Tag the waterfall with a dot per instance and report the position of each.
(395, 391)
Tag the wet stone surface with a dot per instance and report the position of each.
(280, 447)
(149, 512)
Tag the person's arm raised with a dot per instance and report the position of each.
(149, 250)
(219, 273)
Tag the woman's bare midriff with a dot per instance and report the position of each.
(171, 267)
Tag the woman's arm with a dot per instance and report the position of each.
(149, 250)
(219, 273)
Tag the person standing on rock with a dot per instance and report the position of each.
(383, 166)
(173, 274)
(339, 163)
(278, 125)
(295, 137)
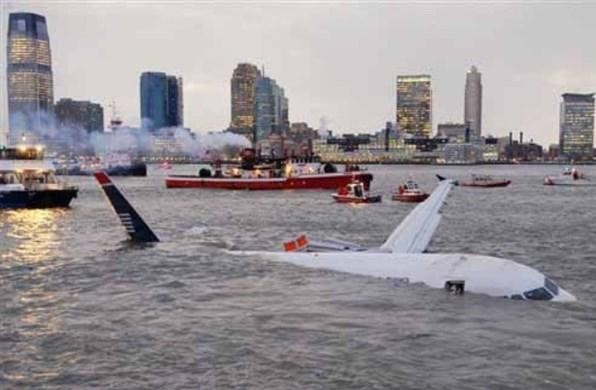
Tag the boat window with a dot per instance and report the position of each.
(538, 294)
(551, 286)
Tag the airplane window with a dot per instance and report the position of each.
(549, 284)
(539, 294)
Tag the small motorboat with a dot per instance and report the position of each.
(355, 192)
(569, 177)
(409, 192)
(485, 181)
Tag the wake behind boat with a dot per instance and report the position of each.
(27, 181)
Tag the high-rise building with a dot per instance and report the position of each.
(414, 105)
(473, 102)
(264, 108)
(456, 132)
(29, 75)
(243, 90)
(175, 102)
(271, 109)
(161, 100)
(576, 132)
(79, 114)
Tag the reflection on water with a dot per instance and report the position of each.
(33, 233)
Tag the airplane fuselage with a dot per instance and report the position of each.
(481, 274)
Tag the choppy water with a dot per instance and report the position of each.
(80, 308)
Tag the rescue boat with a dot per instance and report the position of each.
(355, 192)
(410, 192)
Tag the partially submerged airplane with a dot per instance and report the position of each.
(400, 257)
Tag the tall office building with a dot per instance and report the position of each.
(29, 75)
(79, 114)
(161, 100)
(576, 132)
(414, 105)
(243, 89)
(473, 102)
(271, 109)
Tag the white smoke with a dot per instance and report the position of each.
(130, 140)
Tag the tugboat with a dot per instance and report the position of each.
(485, 181)
(410, 192)
(569, 177)
(27, 181)
(255, 173)
(355, 192)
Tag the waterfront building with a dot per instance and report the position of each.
(175, 102)
(414, 106)
(576, 132)
(243, 90)
(30, 88)
(456, 132)
(473, 102)
(79, 114)
(161, 100)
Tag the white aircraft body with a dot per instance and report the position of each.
(402, 257)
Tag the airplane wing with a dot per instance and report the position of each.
(137, 229)
(415, 232)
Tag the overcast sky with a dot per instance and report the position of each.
(337, 60)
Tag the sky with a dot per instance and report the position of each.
(335, 60)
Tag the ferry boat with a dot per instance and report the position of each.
(485, 181)
(410, 192)
(114, 164)
(28, 181)
(355, 192)
(252, 174)
(569, 177)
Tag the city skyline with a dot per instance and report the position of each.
(313, 62)
(29, 85)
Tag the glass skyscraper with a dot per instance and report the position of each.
(414, 105)
(161, 100)
(29, 75)
(473, 102)
(576, 132)
(271, 109)
(79, 114)
(243, 89)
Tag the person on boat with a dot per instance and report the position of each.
(358, 191)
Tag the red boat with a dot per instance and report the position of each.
(355, 192)
(485, 181)
(410, 192)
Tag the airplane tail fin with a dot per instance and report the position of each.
(137, 229)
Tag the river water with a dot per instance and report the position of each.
(81, 308)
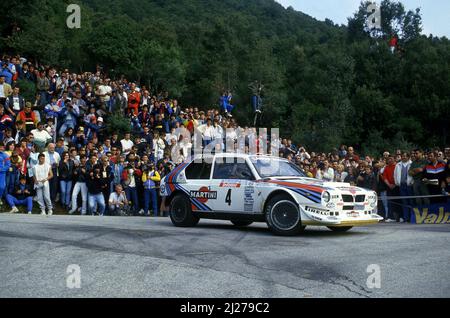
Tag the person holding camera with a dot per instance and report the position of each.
(150, 178)
(118, 202)
(52, 158)
(95, 184)
(22, 195)
(42, 174)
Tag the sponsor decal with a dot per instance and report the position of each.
(432, 214)
(249, 199)
(230, 184)
(204, 194)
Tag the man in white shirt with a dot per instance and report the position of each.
(42, 173)
(117, 200)
(41, 136)
(326, 173)
(208, 132)
(127, 144)
(52, 158)
(404, 181)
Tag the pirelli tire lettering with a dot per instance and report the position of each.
(245, 189)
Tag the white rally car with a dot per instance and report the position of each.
(246, 189)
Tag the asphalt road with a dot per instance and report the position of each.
(145, 257)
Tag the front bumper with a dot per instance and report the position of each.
(316, 216)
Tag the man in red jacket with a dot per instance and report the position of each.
(134, 99)
(392, 189)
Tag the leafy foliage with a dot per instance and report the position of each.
(324, 84)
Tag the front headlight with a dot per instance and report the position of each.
(373, 198)
(326, 197)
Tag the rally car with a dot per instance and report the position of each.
(255, 188)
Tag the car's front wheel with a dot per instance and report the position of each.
(341, 229)
(181, 212)
(241, 223)
(283, 216)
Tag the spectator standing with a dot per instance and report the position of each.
(42, 173)
(404, 182)
(150, 178)
(52, 158)
(117, 200)
(5, 164)
(392, 189)
(15, 103)
(65, 176)
(79, 177)
(416, 171)
(22, 195)
(95, 184)
(5, 90)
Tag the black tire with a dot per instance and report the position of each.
(340, 229)
(283, 216)
(181, 213)
(241, 223)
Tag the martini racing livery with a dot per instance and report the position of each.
(254, 188)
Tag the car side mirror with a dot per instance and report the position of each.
(247, 175)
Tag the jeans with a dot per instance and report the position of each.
(12, 201)
(66, 188)
(12, 178)
(383, 196)
(2, 183)
(43, 195)
(66, 126)
(150, 195)
(54, 184)
(406, 191)
(79, 187)
(394, 208)
(132, 198)
(96, 201)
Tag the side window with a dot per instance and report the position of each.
(198, 171)
(232, 171)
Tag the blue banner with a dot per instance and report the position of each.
(431, 214)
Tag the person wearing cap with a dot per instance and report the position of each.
(41, 136)
(5, 164)
(134, 99)
(6, 73)
(22, 195)
(150, 178)
(68, 117)
(5, 90)
(42, 173)
(28, 117)
(15, 103)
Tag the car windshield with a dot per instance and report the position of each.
(274, 167)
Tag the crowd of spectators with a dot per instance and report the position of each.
(56, 148)
(425, 176)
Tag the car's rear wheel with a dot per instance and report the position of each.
(283, 216)
(241, 223)
(181, 212)
(340, 229)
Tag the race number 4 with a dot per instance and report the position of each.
(228, 198)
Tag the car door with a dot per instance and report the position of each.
(197, 185)
(233, 186)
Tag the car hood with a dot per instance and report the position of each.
(319, 185)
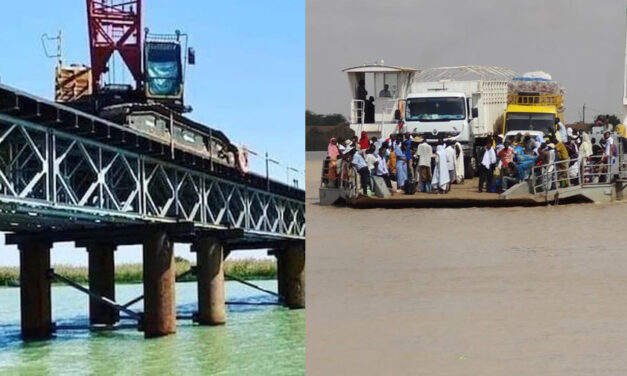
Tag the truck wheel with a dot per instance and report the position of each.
(469, 167)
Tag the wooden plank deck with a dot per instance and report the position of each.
(461, 195)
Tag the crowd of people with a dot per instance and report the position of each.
(405, 159)
(416, 165)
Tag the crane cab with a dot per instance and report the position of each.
(377, 92)
(164, 69)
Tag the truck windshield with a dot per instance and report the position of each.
(435, 109)
(529, 122)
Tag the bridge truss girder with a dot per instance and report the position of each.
(50, 179)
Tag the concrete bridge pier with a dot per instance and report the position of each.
(291, 275)
(102, 282)
(159, 285)
(36, 315)
(210, 276)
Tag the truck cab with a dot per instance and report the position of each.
(439, 115)
(532, 113)
(388, 86)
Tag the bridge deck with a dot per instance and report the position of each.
(62, 169)
(461, 195)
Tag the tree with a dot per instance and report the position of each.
(313, 119)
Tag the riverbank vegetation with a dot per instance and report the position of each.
(249, 269)
(320, 128)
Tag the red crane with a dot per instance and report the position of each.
(115, 25)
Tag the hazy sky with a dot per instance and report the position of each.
(580, 43)
(249, 77)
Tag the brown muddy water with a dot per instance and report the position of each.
(473, 291)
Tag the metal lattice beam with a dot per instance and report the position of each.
(51, 174)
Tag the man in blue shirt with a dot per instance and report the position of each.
(362, 168)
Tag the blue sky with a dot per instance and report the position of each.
(249, 77)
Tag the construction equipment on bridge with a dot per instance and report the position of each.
(107, 165)
(154, 105)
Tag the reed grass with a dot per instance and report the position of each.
(249, 269)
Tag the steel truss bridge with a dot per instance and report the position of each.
(62, 169)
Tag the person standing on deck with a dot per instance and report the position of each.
(401, 165)
(391, 162)
(409, 157)
(362, 168)
(450, 162)
(371, 160)
(333, 153)
(364, 142)
(381, 169)
(441, 179)
(585, 150)
(459, 163)
(425, 154)
(486, 167)
(385, 93)
(561, 133)
(562, 167)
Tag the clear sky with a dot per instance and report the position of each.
(581, 43)
(249, 77)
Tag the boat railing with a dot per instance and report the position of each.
(349, 180)
(358, 112)
(573, 173)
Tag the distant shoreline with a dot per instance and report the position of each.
(247, 269)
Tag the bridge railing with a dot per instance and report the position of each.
(47, 172)
(573, 172)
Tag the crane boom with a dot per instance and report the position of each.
(115, 25)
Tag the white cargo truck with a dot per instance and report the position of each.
(459, 103)
(464, 104)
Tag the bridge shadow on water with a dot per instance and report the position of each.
(10, 332)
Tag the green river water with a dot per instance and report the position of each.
(257, 340)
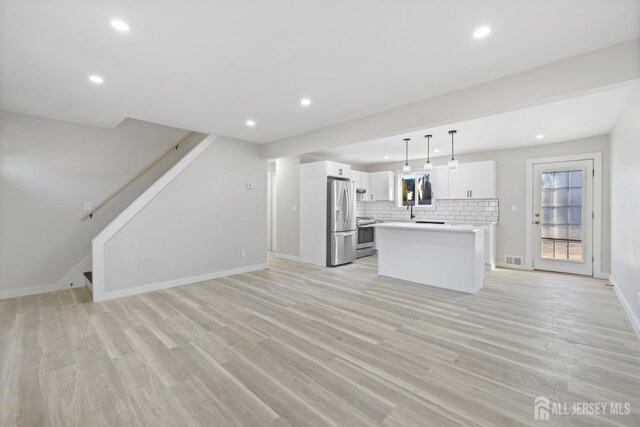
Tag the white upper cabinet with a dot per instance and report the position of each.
(338, 170)
(483, 180)
(473, 181)
(356, 178)
(459, 182)
(440, 180)
(381, 186)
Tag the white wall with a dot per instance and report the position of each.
(197, 225)
(511, 182)
(48, 169)
(580, 74)
(288, 196)
(625, 206)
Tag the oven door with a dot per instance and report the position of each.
(366, 236)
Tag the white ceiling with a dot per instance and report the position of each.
(579, 117)
(210, 65)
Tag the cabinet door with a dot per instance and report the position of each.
(382, 185)
(459, 182)
(483, 180)
(338, 170)
(356, 178)
(440, 182)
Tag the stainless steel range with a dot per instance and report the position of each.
(366, 236)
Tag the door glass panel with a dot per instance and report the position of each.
(562, 215)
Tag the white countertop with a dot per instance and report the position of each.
(462, 228)
(446, 221)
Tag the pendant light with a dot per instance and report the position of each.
(406, 168)
(428, 167)
(453, 163)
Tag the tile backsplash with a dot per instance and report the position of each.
(485, 210)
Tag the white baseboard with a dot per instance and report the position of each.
(32, 290)
(103, 296)
(76, 274)
(287, 257)
(635, 322)
(601, 275)
(513, 267)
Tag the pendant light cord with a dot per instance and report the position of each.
(406, 151)
(452, 132)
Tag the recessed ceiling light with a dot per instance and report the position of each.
(481, 32)
(96, 79)
(120, 25)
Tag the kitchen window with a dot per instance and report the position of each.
(415, 189)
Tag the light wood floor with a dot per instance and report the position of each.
(303, 345)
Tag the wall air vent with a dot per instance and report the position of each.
(513, 260)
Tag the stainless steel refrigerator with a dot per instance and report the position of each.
(342, 235)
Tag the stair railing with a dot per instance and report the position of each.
(148, 166)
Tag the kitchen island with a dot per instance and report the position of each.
(446, 256)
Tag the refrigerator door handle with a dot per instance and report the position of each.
(348, 193)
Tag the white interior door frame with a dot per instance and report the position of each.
(597, 208)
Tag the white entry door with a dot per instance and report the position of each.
(563, 217)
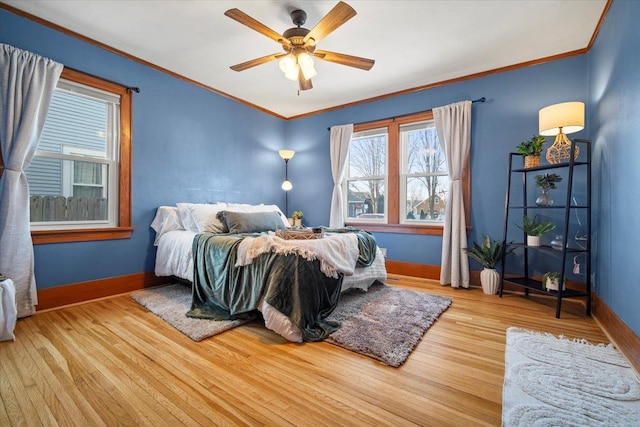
▬▬▬▬▬▬▬▬▬▬
Work to be completed:
Return each line from the rows above that contains the string "stainless", copying every such line in full. Case counts when matching.

Expected output:
Tag the stainless steel range with a dot per instance and report the position of each.
Tag the stainless steel refrigerator with a dot per instance and report the position of each.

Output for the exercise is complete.